What if you can't get fertilizer next year?

If I couldn't get normal fertilizer I would start looking into composting and an animal manure source.....
 
If I couldn't get normal fertilizer I would start looking into composting and an animal manure source.....

That is exactly what I do...in a way...

The only nutrients taken from my food plots are by animals that defecate back into the plots. My balance of of legume and grasses provide the "greens and browns" needed for composting. It builds OM from the top down above ground and below ground from the root systems.

Thanks,

Jack
 
My neighbor gets free manure delivered twice a week from the local zoo. Both sides are happy with that arrangement. Beats going into the landfill.
 
I make my own liquid fertilizer.
 
Sounds like BobinCT is having some troubles getting rye where he's at. That's the one that troubles me. I don't use fert (other than gypsum) or chem anyway. But if the cereal grains pipeline busts because the grain belt dried up, that would put me in a bind. Might have to call an audible and go warm season grasses instead of cool season.
 
I just want to make an obvious statement here. Whitetail existed just fine well before the days of food plots. A well rounded and healthy habitat should be able to supply the natural browse and natural foods sources and the like the deer need. Plots are intended to supplement their diet....not be their diet. Sometimes I think we loose sight of that.
 
I just want to make an obvious statement here. Whitetail existed just fine well before the days of food plots. A well rounded and healthy habitat should be able to supply the natural browse and natural foods sources and the like the deer need. Plots are intended to supplement their diet....not be their diet. Sometimes I think we loose sight of that.
We're not savages you know. "Natural food sources"? Pffft.... :emoji_wink:
 
I just want to make an obvious statement here. Whitetail existed just fine well before the days of food plots. A well rounded and healthy habitat should be able to supply the natural browse and natural foods sources and the like the deer need. Plots are intended to supplement their diet....not be their diet. Sometimes I think we loose sight of that.

Records from a collection
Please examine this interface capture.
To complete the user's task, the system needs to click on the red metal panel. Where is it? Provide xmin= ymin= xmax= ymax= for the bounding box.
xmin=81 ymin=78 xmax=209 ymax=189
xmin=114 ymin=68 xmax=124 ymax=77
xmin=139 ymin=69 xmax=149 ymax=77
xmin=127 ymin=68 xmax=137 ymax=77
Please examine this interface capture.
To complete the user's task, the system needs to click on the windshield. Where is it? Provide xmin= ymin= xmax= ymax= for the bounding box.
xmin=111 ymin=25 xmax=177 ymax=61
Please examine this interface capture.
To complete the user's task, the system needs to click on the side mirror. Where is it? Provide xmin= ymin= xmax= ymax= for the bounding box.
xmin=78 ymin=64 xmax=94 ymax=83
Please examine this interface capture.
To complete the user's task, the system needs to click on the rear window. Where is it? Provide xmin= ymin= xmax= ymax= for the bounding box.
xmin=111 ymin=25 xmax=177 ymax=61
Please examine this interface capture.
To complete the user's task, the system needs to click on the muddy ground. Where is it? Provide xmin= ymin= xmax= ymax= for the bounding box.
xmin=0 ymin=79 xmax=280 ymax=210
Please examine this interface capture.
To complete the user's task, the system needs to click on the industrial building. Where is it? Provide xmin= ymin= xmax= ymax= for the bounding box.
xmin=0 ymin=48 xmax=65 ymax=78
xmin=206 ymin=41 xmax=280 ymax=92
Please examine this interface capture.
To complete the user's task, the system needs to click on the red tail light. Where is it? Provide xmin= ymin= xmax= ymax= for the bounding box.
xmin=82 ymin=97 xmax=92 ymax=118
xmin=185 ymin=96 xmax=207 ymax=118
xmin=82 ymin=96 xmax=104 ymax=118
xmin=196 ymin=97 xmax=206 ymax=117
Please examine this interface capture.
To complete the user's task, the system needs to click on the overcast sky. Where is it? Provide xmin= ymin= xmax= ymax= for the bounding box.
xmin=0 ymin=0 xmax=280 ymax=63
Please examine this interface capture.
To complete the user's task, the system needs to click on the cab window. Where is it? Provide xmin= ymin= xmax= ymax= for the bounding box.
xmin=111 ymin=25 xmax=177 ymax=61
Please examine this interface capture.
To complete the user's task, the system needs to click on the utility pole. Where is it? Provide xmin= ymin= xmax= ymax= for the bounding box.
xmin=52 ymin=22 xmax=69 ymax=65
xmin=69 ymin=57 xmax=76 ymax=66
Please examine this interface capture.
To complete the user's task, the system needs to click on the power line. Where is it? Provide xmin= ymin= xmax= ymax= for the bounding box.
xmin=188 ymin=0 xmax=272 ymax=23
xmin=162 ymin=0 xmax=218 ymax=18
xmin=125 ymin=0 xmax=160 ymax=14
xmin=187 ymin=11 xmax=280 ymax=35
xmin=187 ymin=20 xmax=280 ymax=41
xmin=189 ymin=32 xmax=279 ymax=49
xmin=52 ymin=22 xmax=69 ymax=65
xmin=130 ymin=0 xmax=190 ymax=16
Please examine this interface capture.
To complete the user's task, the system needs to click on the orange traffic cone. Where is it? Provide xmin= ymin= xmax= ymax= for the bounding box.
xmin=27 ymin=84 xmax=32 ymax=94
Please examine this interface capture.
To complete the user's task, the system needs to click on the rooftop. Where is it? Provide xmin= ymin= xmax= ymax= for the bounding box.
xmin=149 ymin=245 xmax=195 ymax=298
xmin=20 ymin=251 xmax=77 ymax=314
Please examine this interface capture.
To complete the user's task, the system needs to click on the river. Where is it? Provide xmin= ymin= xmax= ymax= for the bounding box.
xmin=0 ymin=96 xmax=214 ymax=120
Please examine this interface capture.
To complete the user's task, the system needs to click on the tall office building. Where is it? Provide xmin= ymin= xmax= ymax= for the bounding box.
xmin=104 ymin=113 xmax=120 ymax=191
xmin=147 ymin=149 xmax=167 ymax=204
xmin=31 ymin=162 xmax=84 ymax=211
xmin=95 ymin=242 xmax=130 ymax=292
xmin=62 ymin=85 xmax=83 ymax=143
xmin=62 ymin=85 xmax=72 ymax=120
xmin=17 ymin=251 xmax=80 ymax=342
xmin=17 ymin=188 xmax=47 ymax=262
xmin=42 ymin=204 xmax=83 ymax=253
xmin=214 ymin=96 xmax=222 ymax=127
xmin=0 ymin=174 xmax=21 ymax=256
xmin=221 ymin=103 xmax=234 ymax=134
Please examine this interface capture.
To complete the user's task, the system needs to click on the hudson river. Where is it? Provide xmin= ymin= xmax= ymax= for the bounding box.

▸ **GOALS**
**a.** Translate this sentence from the fertilizer thread into Spanish: "My neighbor gets free manure delivered twice a week from the local zoo."
**b.** Answer these questions using the fertilizer thread:
(i) What provides the "greens and browns" needed for composting in the poster's food plots?
(ii) How often does the neighbor receive free manure, and from where?
(iii) What is the one exception the poster names to not using fertilizer?
**c.** Copy the fertilizer thread from "The only nutrients" to "into the landfill.".

▸ **TASK ANSWERS**
**a.** A mi vecino le entregan estiércol gratis dos veces por semana desde el zoológico local.

**b.**
(i) The poster's balance of legume and grasses.
(ii) Twice a week, from the local zoo.
(iii) Gypsum.

**c.**
The only nutrients taken from my food plots are by animals that defecate back into the plots. My balance of of legume and grasses provide the "greens and browns" needed for composting. It builds OM from the top down above ground and below ground from the root systems.

Thanks,

Jack
 
My neighbor gets free manure delivered twice a week from the local zoo. Both sides are happy with that arrangement. Beats going into the landfill.